Saved entries:
★ ★ ★

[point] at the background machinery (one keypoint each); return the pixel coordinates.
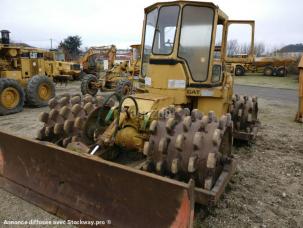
(144, 159)
(22, 77)
(269, 66)
(122, 77)
(58, 68)
(299, 116)
(93, 61)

★ ★ ★

WHAT TO PRODUCE. Lay out every line above as a Markdown table with the columns Row and Line, numbering the rows and skipping blank lines. Leave the pictures out of the table.

SOLUTION BELOW.
| Row | Line |
|---|---|
| 1 | [point] at the background machinery (one keypoint each); return the pixel coordinates. |
| 2 | (144, 159) |
| 3 | (22, 77) |
| 4 | (269, 66) |
| 5 | (122, 77) |
| 6 | (58, 68) |
| 7 | (299, 116) |
| 8 | (93, 61) |